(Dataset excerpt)
···

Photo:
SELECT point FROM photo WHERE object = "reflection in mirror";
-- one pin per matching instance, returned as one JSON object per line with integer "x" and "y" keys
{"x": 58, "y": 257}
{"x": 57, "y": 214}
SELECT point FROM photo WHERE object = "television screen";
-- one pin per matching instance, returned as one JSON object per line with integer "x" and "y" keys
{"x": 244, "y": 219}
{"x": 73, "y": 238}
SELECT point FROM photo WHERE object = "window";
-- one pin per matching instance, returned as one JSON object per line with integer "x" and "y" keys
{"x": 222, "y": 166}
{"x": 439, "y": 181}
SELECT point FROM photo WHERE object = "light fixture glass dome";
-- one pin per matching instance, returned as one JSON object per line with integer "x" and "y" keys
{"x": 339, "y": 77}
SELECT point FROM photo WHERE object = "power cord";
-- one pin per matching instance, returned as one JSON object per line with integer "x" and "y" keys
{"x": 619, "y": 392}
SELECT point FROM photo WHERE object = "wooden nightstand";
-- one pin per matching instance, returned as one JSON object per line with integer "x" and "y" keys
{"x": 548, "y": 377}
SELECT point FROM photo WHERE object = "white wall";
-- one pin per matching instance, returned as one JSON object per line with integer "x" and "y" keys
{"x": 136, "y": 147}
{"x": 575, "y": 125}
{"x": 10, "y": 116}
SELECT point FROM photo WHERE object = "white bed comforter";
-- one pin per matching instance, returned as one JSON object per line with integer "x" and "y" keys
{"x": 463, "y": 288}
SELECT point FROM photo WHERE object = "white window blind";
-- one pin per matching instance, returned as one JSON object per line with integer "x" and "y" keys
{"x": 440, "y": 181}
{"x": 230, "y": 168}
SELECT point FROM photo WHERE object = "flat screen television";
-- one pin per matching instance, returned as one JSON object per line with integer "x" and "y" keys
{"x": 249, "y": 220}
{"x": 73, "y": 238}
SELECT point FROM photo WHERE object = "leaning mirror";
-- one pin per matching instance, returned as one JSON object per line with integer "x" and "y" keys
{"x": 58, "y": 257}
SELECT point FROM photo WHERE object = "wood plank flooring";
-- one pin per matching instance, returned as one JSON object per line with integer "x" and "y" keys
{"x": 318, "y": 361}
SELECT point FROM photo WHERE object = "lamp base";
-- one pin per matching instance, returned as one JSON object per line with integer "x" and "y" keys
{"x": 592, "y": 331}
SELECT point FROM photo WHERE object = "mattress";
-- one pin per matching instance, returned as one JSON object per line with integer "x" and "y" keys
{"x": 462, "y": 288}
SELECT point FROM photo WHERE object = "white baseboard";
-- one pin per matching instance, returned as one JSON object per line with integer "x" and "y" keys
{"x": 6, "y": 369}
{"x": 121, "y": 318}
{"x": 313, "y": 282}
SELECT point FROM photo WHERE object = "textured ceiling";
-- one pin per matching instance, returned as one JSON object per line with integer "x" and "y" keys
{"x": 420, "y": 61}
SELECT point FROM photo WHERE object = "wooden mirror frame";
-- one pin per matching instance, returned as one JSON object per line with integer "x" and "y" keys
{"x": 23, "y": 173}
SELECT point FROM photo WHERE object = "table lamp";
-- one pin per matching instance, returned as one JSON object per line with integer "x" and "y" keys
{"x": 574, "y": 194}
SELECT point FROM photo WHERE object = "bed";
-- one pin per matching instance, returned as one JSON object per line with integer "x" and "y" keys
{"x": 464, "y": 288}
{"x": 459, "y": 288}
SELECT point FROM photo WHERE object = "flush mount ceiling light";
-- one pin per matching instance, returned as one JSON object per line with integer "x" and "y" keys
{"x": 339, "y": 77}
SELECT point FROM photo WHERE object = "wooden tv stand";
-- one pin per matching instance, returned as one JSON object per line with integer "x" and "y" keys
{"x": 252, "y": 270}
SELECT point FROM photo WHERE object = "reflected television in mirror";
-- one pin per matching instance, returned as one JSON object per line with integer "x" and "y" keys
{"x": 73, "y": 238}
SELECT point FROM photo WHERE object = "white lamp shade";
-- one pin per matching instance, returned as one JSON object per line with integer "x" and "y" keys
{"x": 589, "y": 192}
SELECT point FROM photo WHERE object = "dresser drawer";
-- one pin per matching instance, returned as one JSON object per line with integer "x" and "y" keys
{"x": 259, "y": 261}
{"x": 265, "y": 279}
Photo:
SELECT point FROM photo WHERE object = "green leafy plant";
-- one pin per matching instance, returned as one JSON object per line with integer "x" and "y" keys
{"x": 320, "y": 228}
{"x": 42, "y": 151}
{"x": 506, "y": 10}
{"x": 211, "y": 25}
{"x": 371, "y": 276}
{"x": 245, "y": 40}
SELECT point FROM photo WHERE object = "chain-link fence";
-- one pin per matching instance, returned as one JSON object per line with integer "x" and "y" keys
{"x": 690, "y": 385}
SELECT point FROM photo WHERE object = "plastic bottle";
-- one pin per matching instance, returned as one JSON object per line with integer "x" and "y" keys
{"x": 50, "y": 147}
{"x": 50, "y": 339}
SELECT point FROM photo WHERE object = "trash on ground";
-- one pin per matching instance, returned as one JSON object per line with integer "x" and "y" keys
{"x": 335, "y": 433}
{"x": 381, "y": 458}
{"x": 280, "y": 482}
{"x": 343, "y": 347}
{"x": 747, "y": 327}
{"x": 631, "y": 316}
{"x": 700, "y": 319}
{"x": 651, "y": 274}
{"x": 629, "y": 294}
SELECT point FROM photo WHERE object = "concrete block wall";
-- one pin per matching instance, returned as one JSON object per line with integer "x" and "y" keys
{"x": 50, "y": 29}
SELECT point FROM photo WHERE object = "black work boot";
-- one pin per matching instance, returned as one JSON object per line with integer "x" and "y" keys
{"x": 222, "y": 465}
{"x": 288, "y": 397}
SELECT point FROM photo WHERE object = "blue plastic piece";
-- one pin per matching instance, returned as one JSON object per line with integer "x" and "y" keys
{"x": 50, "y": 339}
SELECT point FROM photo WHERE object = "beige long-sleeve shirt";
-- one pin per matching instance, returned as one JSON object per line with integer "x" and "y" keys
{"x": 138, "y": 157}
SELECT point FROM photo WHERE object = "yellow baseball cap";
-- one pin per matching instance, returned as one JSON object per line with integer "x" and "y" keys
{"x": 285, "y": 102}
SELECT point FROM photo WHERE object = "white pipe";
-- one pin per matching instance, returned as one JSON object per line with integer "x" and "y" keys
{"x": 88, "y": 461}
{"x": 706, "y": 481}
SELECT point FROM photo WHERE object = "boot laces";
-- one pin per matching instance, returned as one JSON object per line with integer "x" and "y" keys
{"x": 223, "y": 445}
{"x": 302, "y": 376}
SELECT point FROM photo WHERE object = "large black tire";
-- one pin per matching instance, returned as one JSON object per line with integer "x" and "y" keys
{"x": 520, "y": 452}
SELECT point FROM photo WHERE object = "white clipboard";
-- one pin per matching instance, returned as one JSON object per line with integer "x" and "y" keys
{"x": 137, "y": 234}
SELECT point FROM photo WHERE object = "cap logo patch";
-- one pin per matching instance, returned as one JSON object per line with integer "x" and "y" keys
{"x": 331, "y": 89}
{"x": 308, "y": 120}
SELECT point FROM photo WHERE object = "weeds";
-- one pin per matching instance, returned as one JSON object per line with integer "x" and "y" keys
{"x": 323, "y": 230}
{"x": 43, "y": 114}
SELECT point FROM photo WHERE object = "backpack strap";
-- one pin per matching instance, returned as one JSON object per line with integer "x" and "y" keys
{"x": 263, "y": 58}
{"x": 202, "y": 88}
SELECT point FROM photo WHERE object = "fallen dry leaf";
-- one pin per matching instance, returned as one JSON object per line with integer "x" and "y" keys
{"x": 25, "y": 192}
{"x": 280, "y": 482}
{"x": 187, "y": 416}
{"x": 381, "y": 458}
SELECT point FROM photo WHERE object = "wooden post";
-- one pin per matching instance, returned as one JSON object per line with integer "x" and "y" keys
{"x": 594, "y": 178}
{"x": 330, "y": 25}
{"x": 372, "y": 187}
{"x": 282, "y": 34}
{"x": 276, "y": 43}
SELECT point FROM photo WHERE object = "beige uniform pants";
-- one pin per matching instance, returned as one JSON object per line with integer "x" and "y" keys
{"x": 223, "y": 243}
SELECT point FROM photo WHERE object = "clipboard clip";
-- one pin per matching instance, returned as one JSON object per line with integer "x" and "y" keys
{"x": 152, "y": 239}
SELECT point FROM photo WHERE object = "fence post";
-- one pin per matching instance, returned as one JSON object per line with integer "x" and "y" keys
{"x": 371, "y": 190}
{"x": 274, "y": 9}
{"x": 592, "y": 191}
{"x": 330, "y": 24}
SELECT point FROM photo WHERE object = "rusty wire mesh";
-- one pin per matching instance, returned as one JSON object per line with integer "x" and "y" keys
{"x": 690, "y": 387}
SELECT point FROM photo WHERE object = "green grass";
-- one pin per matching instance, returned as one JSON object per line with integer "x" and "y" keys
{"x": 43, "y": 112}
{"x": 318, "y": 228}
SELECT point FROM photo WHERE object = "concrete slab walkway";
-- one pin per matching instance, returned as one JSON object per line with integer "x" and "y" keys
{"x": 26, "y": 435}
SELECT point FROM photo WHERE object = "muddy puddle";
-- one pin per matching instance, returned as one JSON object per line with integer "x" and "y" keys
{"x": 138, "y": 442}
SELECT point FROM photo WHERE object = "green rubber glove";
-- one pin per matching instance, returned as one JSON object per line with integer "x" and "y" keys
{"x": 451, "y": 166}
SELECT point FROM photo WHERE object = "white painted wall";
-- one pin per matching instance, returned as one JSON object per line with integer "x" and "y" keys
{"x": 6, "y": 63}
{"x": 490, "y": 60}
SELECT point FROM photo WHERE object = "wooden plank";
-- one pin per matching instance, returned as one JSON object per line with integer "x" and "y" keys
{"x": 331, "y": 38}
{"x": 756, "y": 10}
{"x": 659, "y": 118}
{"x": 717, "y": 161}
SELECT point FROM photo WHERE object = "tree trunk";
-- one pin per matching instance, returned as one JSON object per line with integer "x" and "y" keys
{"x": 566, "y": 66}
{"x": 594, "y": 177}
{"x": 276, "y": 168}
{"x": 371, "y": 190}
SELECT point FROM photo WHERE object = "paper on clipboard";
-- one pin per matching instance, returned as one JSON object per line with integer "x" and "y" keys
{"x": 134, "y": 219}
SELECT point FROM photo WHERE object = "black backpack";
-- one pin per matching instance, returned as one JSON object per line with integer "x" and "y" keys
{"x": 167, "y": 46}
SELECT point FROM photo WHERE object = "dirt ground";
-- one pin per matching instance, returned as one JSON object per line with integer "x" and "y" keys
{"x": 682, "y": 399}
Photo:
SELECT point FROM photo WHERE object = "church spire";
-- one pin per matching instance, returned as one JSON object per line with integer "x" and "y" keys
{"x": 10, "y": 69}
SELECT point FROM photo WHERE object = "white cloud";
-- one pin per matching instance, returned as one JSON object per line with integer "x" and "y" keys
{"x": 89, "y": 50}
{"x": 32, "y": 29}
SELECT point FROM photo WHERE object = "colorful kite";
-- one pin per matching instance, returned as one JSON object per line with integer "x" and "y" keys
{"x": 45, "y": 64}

···

- **STATED EXERCISE**: Which lines contain the string "beige"? Locate each one and copy it.

- **EXPECTED ANSWER**:
SELECT point FROM photo WHERE object = "beige long-sleeve shirt";
SELECT point FROM photo WHERE object = "beige uniform pants";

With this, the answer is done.